**PASSAGE PROVIDED**
━━━━━━
Holograms have been the future for a while now. The most recent celebrity to be immortalized via this technology is the late Ozzy Osbourne. During the second day of the Licensing Expo in Las Vegas this past Wednesday, Sharon Osbourne and Jack Osbourne revealed that they've partnered with the company HYPERREAL to configure "the digital DNA of Ozzy Osbourne, voice, image [and] movement" into a hologram avatar. According to Billboard, the life-sized interactive Ozzy will appear in the US and UK later this summer. Frankly, I am scared.
"It's kind of scary how it's really very accurate," Jack said, according to License Global magazine. "He will exist digitally as himself for as long as we have computers. Technology has come such a long way to where it's almost drag and drop. You could shoot a template for a commercial... literally prompt what you want Digital Ozzy to do in that commercial and you just drop it in. It's that simple now."
━━━━━━
**PROVIDED RECORDS**
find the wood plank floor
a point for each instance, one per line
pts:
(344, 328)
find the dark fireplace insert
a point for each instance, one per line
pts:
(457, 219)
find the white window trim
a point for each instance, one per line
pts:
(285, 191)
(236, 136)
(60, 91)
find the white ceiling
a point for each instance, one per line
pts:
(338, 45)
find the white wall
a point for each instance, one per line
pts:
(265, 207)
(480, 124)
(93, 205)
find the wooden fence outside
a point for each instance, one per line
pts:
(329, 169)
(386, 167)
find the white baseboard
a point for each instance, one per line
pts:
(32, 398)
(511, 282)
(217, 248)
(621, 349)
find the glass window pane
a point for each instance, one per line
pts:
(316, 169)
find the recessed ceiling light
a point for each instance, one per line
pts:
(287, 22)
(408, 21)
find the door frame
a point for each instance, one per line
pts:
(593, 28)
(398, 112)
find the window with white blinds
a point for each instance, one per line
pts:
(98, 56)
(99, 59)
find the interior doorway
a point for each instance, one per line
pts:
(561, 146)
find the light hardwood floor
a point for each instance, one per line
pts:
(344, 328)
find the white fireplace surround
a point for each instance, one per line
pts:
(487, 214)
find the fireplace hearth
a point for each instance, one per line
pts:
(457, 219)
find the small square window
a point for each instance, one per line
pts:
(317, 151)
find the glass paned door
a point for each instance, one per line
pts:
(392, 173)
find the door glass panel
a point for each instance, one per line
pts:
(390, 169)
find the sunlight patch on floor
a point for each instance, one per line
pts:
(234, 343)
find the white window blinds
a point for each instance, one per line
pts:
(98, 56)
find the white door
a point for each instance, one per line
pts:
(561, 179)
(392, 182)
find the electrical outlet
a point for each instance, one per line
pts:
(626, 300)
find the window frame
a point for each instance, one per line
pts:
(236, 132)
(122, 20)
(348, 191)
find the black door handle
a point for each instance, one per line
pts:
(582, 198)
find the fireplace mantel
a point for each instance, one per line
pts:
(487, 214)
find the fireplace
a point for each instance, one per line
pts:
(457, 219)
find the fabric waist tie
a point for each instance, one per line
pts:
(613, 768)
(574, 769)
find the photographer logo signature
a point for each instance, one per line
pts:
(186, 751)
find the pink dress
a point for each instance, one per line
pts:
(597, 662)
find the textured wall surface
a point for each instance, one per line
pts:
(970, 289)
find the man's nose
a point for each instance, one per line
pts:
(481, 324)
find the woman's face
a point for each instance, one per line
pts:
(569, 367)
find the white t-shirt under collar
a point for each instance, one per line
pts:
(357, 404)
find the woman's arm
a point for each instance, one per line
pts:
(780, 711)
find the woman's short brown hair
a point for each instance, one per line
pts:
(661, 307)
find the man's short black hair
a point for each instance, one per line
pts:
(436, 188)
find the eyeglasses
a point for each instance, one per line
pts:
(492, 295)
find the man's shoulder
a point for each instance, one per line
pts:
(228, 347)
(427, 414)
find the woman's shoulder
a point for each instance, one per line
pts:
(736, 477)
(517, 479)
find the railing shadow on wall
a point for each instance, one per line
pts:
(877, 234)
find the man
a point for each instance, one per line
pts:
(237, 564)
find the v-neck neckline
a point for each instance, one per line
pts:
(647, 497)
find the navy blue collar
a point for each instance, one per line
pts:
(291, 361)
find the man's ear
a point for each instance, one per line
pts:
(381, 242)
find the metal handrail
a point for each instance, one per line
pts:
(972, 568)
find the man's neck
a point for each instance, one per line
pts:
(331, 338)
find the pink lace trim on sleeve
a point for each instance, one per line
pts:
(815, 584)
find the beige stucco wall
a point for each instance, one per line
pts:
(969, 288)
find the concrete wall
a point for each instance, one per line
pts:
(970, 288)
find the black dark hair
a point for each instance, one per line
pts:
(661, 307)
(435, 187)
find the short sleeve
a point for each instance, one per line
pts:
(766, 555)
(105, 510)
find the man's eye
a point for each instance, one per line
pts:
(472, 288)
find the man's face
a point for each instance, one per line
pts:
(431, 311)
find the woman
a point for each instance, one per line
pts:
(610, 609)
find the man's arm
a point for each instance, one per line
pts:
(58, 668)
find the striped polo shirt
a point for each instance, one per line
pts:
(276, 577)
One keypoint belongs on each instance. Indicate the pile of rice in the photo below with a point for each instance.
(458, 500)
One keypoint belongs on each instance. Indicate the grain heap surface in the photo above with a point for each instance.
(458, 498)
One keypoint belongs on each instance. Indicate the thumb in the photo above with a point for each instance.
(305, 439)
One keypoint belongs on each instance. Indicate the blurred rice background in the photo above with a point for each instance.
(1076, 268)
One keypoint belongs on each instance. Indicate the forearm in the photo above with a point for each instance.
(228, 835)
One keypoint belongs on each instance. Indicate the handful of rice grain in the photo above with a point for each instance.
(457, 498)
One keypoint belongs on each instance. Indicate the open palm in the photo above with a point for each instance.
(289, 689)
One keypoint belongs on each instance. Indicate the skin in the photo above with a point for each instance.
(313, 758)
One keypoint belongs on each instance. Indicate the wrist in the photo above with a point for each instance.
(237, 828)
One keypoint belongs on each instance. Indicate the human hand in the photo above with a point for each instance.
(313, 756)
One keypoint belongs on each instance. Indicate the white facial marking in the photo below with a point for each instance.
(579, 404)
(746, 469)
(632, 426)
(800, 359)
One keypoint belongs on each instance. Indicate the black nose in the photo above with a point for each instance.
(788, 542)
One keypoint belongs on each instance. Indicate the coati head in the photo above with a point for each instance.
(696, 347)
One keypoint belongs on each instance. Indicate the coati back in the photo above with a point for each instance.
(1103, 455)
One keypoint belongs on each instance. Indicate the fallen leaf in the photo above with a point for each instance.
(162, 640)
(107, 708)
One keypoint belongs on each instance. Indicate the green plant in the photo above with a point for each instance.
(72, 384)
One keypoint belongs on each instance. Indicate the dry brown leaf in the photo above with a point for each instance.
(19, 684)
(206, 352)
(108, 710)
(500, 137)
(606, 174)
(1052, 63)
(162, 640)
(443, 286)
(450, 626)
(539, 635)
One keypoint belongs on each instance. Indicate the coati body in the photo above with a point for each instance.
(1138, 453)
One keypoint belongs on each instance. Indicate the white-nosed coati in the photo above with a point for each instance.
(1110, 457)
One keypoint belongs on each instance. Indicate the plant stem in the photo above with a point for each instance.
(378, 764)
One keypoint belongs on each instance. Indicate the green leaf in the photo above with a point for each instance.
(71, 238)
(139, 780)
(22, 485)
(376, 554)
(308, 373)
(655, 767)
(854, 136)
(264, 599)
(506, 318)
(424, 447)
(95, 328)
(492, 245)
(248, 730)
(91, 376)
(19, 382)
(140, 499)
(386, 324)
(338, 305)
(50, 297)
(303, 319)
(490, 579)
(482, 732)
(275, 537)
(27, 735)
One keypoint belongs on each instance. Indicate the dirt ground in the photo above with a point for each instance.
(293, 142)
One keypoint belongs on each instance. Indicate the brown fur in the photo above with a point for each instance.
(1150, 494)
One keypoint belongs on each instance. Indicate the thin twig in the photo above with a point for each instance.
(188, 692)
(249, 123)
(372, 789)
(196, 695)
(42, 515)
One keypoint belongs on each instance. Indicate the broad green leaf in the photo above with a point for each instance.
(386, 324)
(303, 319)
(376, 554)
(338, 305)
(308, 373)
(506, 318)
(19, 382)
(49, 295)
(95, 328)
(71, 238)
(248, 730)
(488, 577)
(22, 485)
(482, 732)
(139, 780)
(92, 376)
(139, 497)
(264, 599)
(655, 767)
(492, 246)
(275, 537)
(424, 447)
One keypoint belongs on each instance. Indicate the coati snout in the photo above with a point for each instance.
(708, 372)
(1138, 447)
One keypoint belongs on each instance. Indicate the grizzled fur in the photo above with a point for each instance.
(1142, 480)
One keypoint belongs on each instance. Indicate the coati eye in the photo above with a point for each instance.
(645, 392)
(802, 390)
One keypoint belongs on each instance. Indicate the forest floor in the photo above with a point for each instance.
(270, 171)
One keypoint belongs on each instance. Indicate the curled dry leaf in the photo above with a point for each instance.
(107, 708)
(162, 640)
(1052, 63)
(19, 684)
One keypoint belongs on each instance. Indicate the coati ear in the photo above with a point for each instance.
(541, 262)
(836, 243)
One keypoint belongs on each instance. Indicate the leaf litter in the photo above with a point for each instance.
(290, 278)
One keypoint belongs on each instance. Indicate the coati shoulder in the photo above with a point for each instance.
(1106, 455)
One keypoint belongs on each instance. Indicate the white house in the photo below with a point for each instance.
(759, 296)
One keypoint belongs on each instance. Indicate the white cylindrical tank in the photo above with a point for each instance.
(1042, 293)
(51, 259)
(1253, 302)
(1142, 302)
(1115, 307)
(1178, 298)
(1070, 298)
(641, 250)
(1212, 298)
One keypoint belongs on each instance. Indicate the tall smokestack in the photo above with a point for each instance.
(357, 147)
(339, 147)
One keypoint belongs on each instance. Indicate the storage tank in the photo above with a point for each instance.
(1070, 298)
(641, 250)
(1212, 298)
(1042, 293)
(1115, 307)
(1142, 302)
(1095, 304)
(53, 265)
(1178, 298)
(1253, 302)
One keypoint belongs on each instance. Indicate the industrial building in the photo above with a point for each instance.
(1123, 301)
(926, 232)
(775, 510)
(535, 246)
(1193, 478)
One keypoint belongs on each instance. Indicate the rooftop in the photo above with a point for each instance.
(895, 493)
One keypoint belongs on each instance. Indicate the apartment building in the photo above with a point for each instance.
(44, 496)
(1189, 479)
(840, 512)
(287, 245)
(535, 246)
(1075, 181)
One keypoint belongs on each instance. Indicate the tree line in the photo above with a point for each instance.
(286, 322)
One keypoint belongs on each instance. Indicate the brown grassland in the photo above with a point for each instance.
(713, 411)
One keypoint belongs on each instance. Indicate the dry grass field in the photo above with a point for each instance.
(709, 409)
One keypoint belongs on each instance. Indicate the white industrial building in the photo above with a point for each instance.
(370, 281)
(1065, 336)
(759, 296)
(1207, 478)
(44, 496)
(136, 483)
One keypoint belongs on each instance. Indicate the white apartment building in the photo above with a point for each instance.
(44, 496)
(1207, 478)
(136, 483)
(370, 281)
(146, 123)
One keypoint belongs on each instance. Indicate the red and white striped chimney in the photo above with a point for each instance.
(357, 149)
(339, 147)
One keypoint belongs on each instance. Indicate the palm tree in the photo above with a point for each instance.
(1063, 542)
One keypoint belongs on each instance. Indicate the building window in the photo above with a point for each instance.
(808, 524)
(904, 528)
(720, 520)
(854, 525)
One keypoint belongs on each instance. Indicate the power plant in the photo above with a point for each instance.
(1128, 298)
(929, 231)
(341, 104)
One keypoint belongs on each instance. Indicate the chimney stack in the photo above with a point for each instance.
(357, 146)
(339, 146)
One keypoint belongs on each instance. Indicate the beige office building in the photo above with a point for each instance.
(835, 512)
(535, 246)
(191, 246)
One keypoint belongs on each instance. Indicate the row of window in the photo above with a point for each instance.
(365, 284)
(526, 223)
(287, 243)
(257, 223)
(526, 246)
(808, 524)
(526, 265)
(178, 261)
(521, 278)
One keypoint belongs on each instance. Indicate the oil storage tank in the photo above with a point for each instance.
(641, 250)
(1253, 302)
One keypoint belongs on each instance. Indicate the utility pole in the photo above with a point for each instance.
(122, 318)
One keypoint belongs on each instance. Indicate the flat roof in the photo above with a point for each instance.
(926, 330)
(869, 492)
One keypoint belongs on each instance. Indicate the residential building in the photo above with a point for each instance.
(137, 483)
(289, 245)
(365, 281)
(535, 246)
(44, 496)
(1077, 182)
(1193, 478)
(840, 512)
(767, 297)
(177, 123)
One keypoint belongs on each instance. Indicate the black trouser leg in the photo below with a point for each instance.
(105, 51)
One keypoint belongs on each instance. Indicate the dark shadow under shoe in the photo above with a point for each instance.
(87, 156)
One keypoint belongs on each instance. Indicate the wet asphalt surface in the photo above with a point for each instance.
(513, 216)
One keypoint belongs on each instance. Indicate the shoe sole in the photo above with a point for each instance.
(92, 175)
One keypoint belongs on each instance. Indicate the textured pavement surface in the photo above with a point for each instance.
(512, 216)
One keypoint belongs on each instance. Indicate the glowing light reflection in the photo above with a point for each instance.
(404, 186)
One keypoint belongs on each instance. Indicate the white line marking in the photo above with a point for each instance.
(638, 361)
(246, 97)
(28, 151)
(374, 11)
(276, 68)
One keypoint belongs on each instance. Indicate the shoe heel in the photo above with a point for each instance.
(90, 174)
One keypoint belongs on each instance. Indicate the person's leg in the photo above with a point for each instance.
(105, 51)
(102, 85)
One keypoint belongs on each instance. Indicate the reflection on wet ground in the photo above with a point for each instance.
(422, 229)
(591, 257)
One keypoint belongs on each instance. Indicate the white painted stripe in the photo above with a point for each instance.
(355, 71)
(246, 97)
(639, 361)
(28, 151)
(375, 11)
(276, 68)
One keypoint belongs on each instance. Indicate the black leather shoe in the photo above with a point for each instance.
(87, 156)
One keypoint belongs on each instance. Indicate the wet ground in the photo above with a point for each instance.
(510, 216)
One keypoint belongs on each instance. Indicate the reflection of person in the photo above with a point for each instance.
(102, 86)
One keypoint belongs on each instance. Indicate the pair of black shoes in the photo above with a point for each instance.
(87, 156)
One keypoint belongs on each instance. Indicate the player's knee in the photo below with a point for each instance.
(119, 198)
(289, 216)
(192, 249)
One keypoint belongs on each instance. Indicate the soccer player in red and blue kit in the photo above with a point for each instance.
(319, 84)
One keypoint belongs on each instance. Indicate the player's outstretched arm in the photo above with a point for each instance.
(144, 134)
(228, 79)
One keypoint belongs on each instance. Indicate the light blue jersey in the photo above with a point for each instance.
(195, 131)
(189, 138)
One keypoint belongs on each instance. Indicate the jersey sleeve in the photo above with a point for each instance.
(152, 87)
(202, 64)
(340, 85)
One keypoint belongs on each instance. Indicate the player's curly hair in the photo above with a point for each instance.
━━━━━━
Carry on the article about the Ozzy Osbourne hologram from its last sentence. The material above is separate from the article about the Ozzy Osbourne hologram.

This AI-generated hologram will be interactive. "You can ask Ozzy anything, and he will answer you in his own voice, and the answers will be what Ozzy would have said," Sharon said. "We're going to take it all around the world. People can talk to him and he will talk back." As nice as it is to pay homage to Ozzy's legacy, it's a bit eerie. It feels like a slippery slope, trying to maintain mass-produced consumer hysteria and grief's strange ongoing process. But the Osbourne's piss me off, so if Sharon wants to ruin her husband's legacy with a strange technology money grab — go off.
HYPERREAL is somewhat experienced in making these celebrity avatars. They worked on avatars of Paul McCartney, Notorious B.I.G., soccer star Lionel Messi and Marvel Comics creator Stan Lee. Billie Eilish also used hologram technology for her recent concert film Hit Me Hard And Soft, working with Proto Hologram. And although it looks really cool, as if she's coming out the film itself to talk in strange white box to advertise her film personally to you, it's not interactive.